| Problem |
Everything from the line that holds "IMPORTANT: every black" through the end of the data below should be output exactly, both ends included.
━━━━━━━━━━
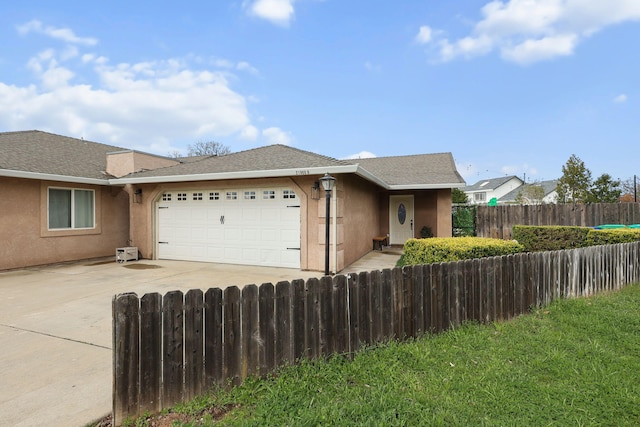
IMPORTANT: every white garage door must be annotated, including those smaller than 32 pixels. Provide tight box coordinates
[157,188,300,268]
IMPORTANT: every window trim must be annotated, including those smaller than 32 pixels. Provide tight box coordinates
[46,185,97,231]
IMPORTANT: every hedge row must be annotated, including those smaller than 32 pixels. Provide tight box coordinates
[512,225,640,252]
[403,237,524,265]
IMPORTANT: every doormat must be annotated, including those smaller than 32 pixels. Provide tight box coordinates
[123,264,162,270]
[84,259,114,267]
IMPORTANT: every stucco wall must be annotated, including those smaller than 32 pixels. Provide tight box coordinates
[414,189,451,238]
[380,189,452,242]
[0,177,129,270]
[339,175,380,268]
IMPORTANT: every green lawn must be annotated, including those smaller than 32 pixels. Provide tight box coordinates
[122,285,640,426]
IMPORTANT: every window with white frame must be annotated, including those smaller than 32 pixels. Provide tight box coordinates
[48,188,95,230]
[262,190,276,200]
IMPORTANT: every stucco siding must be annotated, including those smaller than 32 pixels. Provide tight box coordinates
[339,175,386,268]
[0,177,129,270]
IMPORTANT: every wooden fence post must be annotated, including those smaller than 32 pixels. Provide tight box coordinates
[112,293,140,425]
[184,289,205,401]
[204,289,224,388]
[241,285,262,379]
[162,291,184,408]
[222,286,242,386]
[140,292,162,414]
[258,283,276,376]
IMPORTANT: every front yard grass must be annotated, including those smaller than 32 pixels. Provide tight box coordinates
[124,285,640,426]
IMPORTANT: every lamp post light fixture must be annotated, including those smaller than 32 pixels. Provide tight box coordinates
[320,173,336,276]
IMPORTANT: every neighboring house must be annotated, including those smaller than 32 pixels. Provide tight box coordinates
[498,179,558,205]
[0,131,465,272]
[462,175,524,205]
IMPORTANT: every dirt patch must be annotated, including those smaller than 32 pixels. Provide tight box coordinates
[90,405,240,427]
[123,263,162,270]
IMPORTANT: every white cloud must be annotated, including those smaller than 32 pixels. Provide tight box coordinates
[364,61,382,73]
[416,25,433,44]
[416,0,640,64]
[0,23,276,154]
[240,125,260,141]
[16,20,98,46]
[613,93,627,104]
[262,127,292,145]
[236,61,260,76]
[346,151,378,159]
[502,34,578,65]
[245,0,295,27]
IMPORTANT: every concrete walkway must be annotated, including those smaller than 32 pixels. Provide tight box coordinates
[0,251,400,427]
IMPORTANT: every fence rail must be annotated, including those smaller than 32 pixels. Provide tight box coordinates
[113,243,640,425]
[476,203,640,240]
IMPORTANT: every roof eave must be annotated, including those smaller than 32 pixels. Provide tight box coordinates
[388,182,465,190]
[0,169,110,185]
[109,165,357,184]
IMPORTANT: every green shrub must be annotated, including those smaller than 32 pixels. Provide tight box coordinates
[586,228,640,246]
[512,225,591,252]
[403,237,524,265]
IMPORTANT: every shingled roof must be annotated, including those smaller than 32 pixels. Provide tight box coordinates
[0,131,465,190]
[352,153,465,188]
[120,144,349,179]
[0,130,122,184]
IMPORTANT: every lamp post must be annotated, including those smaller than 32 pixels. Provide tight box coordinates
[320,173,336,276]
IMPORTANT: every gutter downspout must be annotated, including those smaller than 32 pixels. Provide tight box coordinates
[331,186,338,275]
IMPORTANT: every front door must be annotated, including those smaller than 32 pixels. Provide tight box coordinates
[389,195,413,245]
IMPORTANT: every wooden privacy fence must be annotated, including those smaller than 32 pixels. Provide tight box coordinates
[113,243,640,425]
[476,203,640,240]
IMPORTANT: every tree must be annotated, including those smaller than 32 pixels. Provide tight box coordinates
[451,188,469,204]
[556,154,591,203]
[515,184,544,205]
[620,176,640,203]
[187,141,231,156]
[587,173,622,203]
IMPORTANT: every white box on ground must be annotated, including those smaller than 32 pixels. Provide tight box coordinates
[116,246,138,262]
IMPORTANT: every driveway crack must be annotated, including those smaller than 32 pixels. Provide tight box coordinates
[0,323,111,350]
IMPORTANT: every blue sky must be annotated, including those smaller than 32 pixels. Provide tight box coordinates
[0,0,640,184]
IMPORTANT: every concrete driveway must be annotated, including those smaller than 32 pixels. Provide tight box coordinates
[0,251,399,426]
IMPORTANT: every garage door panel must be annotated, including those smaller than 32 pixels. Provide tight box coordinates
[158,189,300,268]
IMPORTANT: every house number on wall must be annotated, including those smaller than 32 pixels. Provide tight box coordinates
[398,203,407,225]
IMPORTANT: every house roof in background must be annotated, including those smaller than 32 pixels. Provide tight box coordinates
[462,175,524,192]
[0,130,123,184]
[499,179,558,203]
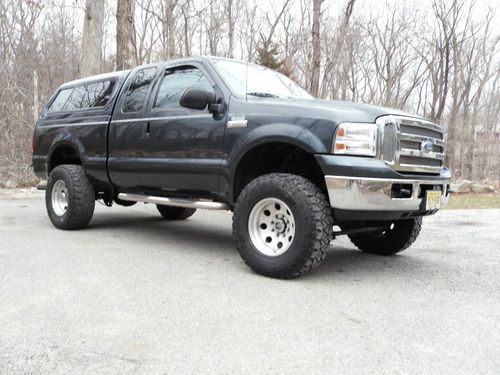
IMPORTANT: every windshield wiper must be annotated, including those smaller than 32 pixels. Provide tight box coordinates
[247,91,279,98]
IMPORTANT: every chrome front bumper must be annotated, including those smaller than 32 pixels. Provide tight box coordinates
[325,176,450,211]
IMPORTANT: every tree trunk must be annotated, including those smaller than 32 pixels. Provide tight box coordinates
[116,0,136,70]
[310,0,323,97]
[163,0,177,60]
[78,0,104,77]
[227,0,235,59]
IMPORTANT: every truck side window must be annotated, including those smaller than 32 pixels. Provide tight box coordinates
[153,66,213,109]
[49,88,73,112]
[49,80,116,112]
[122,67,156,112]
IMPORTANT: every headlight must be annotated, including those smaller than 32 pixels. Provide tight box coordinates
[333,123,377,156]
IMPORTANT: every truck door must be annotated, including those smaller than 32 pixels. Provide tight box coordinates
[108,66,158,188]
[142,63,225,195]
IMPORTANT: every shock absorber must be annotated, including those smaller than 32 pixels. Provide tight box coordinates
[292,148,312,178]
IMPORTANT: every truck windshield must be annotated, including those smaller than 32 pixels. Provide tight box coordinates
[211,58,313,99]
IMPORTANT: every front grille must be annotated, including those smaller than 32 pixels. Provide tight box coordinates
[399,124,443,140]
[399,155,442,167]
[377,116,444,173]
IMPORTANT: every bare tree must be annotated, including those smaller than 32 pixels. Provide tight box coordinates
[78,0,104,77]
[310,0,323,96]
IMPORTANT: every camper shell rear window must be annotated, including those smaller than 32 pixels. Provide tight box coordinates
[48,78,117,112]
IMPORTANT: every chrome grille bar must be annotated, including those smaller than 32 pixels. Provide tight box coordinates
[377,116,445,174]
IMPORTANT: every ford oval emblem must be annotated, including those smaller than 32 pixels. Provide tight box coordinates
[420,140,434,152]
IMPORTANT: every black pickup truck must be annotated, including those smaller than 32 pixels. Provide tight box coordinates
[33,57,450,278]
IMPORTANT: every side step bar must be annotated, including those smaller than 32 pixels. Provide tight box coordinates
[118,193,230,210]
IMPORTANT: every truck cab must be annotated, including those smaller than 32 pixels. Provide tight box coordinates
[33,57,450,278]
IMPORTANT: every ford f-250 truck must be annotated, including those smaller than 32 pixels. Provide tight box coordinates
[33,57,450,278]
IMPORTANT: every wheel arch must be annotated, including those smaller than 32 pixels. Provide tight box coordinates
[47,134,85,175]
[229,133,328,204]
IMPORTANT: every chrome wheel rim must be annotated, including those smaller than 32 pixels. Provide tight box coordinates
[52,180,68,216]
[248,198,295,257]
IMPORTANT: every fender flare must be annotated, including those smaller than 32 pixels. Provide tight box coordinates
[47,132,85,174]
[227,123,329,201]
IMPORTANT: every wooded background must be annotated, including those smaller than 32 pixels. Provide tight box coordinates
[0,0,500,184]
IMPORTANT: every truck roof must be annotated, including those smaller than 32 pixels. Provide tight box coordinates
[60,69,130,89]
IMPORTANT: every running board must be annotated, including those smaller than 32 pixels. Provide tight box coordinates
[118,193,230,210]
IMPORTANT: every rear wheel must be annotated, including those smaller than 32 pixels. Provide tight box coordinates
[156,204,196,220]
[233,174,333,279]
[45,164,95,229]
[349,217,422,255]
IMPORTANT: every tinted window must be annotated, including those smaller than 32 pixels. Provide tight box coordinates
[154,66,213,108]
[49,80,116,112]
[122,67,156,112]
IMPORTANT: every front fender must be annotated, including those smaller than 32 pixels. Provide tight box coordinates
[221,123,332,206]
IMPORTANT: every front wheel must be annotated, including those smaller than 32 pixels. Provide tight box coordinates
[233,174,333,279]
[45,164,95,229]
[349,217,422,255]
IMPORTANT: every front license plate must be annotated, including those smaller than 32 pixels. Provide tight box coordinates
[425,191,441,210]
━━━━━━━━━━
| Worked answer |
IMPORTANT: every black pickup truck must be annotated, including those smaller than 32 pixels. Provide tight box coordinates
[33,57,450,278]
IMPORTANT: every side step bar must be annotated, including those smaller than 32 pixels. Provide tight box coordinates
[118,193,230,210]
IMPORTANT: every truck cab must be annotated, including those smaller than 32 pixels. Provide tight box coordinates
[33,57,450,278]
IMPORTANT: every ford f-250 truck must be annotated, including those smaller than 32 pixels. Provide tight box coordinates
[33,57,450,278]
IMPORTANT: every wheel arch must be annotated, including those smaller than 32 pixels. Provide tight box coordinates
[47,134,85,175]
[229,133,328,204]
IMPORTANT: every chrome wheel rim must be annotated, including those smaller than 32 pixels. Provide tight box coordinates
[52,180,68,216]
[248,198,295,257]
IMPORTANT: every fender flare must be annotated, including those smaller than 32 pixels. Provide tight box coordinates
[47,132,85,174]
[227,123,329,201]
IMPORTANT: every wooded background must be annotated, including those smaller than 32 pixels. Provide tight box coordinates
[0,0,500,184]
IMPORTANT: every truck roof must be annotated, including those smaller than 32 pixels. Provide tight box coordinates
[60,69,130,89]
IMPORTANT: every running board must be annotated, including those smaller than 32 pixels. Provide tight box coordinates
[118,193,230,210]
IMPORTANT: every rear wheel must be annotated, including those smaller than 32 pixels. Provide tight box coordinates
[156,204,196,220]
[233,174,333,279]
[45,164,95,229]
[349,217,422,255]
IMPORTANT: every tinted window must be annotated, including those smaller than 32 pixels. Provide tight box coordinates
[154,66,213,108]
[49,80,116,112]
[122,67,156,112]
IMPORTANT: every front fender must be annotated, including those smaller than 32 pixels. Provide tight box coordinates
[221,123,332,206]
IMPORTANT: every front wheel must be annotated, including those smaller than 32 pixels. Provide tight box coordinates
[233,174,333,279]
[45,164,95,229]
[349,217,422,255]
IMPORTANT: every front license plate must be annotated, including those smaller than 32 pixels. Provide tight box coordinates
[425,191,441,210]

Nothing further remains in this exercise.